## Excerto da página:
Mais dispõe o n° 2 do mesmo preceito constitucional que "a entrada no domicílio dos cidadãos contra a sua vontade só pode ser ordenada pela autoridade judicial competente, nos casos e segundo as formas previstos na lei."

Todavia, tal restrição tem de ser limitada pelos princípios da proporcionalidade, e da necessidade previstos no artigo 18º, nº 2 da Constituição da República Portuguesa.

Os "direitos fundamentais correspondentes aos bens jurídicos pessoais valem como direitos de defesa (Abwehrrechte) e proibições de intromissão ou agressão (Eingriffsverbote) por parte dos poderes públicos. Só comportando as restrições consentidas por lei (reserva de lei) e preordenadas à salvaguarda de outros valores ou interesses constitucionalmente tutelados e contidas nas exigências da necessidade, idoneidade e proporcionalidade. E ressalvada sempre a intangibilidade do seu núcleo essencial" (Costa Andrade, in Liberdade de Imprensa e Inviolabilidade Pessoal, Uma perspectiva Jurídico-Criminal, Coimbra, Editora, pág. 33, nota 4).

## As suas tarefas:
a) Como ficaria, em forma de lista, o parágrafo do excerto que começa por «Os "direitos fundamentais correspondentes», mantendo os factos principais?
b) Quantas linhas dos registos contêm a palavra "wooden", se contar distinguindo maiúsculas de minúsculas? Indique apenas o número.

Entradas de dados recolhidas:

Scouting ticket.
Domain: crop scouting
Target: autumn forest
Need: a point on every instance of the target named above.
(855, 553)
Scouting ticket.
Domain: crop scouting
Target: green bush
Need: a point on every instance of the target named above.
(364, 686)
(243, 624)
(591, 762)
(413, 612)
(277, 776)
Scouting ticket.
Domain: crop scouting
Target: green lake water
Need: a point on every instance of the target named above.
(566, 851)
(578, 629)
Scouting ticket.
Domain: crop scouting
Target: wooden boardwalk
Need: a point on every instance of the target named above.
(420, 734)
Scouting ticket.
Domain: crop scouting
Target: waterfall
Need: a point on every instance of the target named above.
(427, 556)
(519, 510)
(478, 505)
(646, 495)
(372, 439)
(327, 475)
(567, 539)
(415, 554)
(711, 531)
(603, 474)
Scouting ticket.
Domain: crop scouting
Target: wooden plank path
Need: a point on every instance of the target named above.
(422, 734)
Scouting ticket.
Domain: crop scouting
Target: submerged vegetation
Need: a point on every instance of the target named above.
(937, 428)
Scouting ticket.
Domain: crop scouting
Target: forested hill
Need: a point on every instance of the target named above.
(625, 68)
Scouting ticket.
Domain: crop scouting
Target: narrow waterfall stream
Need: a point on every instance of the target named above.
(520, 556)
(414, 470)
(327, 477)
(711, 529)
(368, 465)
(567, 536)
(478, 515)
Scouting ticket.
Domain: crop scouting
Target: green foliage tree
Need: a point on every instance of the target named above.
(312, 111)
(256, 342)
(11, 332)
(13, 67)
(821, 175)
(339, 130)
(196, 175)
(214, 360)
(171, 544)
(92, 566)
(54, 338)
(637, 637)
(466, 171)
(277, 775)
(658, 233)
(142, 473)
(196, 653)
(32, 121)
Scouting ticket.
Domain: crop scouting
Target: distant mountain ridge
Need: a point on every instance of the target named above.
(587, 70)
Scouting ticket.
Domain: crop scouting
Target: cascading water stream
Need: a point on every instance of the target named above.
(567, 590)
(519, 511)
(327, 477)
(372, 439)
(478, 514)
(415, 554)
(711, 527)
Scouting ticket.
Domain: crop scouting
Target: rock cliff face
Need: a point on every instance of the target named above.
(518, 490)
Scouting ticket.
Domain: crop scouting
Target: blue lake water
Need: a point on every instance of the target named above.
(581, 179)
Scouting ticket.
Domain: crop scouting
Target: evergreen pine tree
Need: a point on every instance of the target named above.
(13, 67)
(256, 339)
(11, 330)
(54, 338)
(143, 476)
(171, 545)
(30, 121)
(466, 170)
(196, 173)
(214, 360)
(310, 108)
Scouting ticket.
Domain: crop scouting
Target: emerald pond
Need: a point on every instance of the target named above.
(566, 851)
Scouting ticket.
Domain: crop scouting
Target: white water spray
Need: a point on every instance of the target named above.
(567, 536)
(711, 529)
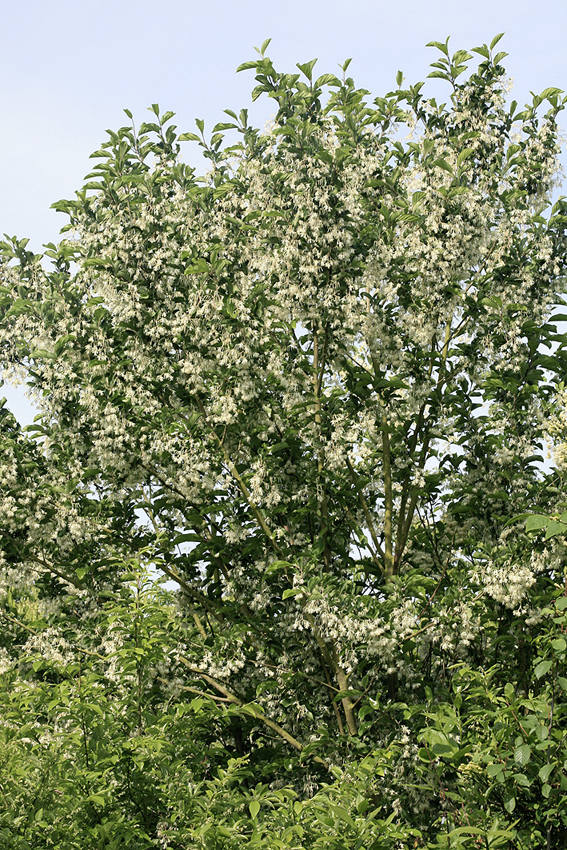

## Resultados por ordem:
a)
- Os direitos fundamentais correspondentes aos bens jurídicos pessoais valem como direitos de defesa e proibições de intromissão ou agressão por parte dos poderes públicos.
- Só admitem restrições consentidas por lei (reserva de lei) e destinadas a salvaguardar outros valores ou interesses constitucionalmente tutelados.
- Essas restrições têm de respeitar as exigências de necessidade, idoneidade e proporcionalidade.
- O núcleo essencial destes direitos fica sempre intangível.
- Fonte citada: Costa Andrade, Liberdade de Imprensa e Inviolabilidade Pessoal, Uma perspectiva Jurídico-Criminal, pág. 33, nota 4.

b) 2